## 해야 할 작업
아래 모든 행에서 "rough mask" 부분을 "coarse mask"(으)로 고쳐서 다시 적어 주세요. 나머지는 그대로 두세요.

## 작업 데이터
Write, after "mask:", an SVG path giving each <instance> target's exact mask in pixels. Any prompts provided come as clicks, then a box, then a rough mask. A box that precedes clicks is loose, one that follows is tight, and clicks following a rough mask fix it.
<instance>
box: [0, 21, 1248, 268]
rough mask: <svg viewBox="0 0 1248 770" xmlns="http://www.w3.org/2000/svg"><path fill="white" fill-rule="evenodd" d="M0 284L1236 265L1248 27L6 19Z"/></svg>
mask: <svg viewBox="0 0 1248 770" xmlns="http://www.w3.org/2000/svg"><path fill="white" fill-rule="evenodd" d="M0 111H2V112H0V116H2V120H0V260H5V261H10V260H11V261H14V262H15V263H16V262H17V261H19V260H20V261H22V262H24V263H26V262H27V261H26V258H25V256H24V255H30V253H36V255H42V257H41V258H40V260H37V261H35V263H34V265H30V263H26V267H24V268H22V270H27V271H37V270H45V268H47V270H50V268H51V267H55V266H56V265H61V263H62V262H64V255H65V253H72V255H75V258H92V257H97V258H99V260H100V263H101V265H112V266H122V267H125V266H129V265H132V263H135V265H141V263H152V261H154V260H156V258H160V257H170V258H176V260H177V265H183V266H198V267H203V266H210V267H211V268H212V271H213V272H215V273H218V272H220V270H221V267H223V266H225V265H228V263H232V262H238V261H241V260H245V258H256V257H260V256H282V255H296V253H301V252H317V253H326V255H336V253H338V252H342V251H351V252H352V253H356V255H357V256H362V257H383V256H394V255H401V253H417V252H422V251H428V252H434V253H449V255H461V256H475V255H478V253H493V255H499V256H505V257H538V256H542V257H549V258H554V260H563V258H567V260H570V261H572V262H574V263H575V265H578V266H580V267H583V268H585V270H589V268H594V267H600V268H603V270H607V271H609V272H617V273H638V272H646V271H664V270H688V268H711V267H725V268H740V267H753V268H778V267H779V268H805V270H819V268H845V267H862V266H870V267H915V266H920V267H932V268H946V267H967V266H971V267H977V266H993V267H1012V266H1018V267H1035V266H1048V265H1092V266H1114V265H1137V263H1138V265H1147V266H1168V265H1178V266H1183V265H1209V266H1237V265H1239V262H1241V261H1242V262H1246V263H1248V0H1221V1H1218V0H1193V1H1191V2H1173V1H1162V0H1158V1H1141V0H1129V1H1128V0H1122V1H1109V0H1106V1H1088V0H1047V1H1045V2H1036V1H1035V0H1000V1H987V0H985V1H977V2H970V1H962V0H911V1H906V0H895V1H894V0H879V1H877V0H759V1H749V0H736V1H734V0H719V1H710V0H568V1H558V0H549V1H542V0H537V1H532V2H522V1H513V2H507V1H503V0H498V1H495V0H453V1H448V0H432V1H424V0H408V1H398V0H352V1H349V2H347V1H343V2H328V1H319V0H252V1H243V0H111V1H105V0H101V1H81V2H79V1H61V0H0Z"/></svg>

## 답변란
Write, after "mask:", an SVG path giving each <instance> target's exact mask in pixels. Any prompts provided come as clicks, then a box, then a coarse mask. A box that precedes clicks is loose, one that follows is tight, and clicks following a coarse mask fix it.
<instance>
box: [0, 21, 1248, 268]
coarse mask: <svg viewBox="0 0 1248 770" xmlns="http://www.w3.org/2000/svg"><path fill="white" fill-rule="evenodd" d="M0 284L1236 265L1248 27L6 19Z"/></svg>
mask: <svg viewBox="0 0 1248 770" xmlns="http://www.w3.org/2000/svg"><path fill="white" fill-rule="evenodd" d="M0 111H2V112H0V116H2V120H0V260H5V261H10V260H11V261H14V262H15V263H16V262H17V261H19V260H20V261H22V262H24V263H26V262H27V261H26V258H25V256H24V255H30V253H36V255H42V257H41V258H40V260H37V261H35V263H34V265H30V263H26V267H24V268H22V270H27V271H37V270H45V268H47V270H50V268H51V267H55V266H56V265H61V263H62V262H64V255H65V253H72V255H75V258H92V257H97V258H99V260H100V263H101V265H112V266H122V267H125V266H129V265H132V263H135V265H141V263H152V261H154V260H156V258H160V257H170V258H176V260H177V265H183V266H198V267H203V266H210V267H211V268H212V271H213V272H215V273H218V272H220V270H221V267H223V266H225V265H228V263H232V262H238V261H241V260H245V258H256V257H260V256H282V255H296V253H301V252H317V253H326V255H336V253H338V252H342V251H351V252H352V253H356V255H357V256H362V257H383V256H394V255H401V253H417V252H422V251H428V252H434V253H449V255H461V256H475V255H478V253H493V255H499V256H505V257H538V256H542V257H549V258H554V260H563V258H567V260H570V261H572V262H574V263H575V265H578V266H580V267H583V268H585V270H589V268H594V267H600V268H603V270H607V271H609V272H617V273H638V272H646V271H664V270H688V268H711V267H725V268H740V267H753V268H778V267H779V268H805V270H819V268H845V267H862V266H870V267H915V266H920V267H932V268H946V267H967V266H971V267H977V266H993V267H1012V266H1018V267H1035V266H1048V265H1092V266H1114V265H1137V263H1138V265H1147V266H1168V265H1178V266H1183V265H1209V266H1237V265H1239V262H1241V261H1242V262H1246V263H1248V0H1221V1H1218V0H1193V1H1191V2H1173V1H1162V0H1158V1H1141V0H1129V1H1128V0H1122V1H1109V0H1106V1H1088V0H1047V1H1045V2H1036V1H1035V0H1000V1H987V0H985V1H977V2H970V1H962V0H911V1H906V0H895V1H894V0H879V1H877V0H759V1H749V0H736V1H734V0H719V1H710V0H568V1H558V0H549V1H542V0H537V1H532V2H522V1H513V2H507V1H503V0H498V1H495V0H453V1H448V0H432V1H424V0H408V1H398V0H352V1H349V2H347V1H343V2H328V1H319V0H252V1H243V0H111V1H105V0H101V1H81V2H79V1H61V0H0Z"/></svg>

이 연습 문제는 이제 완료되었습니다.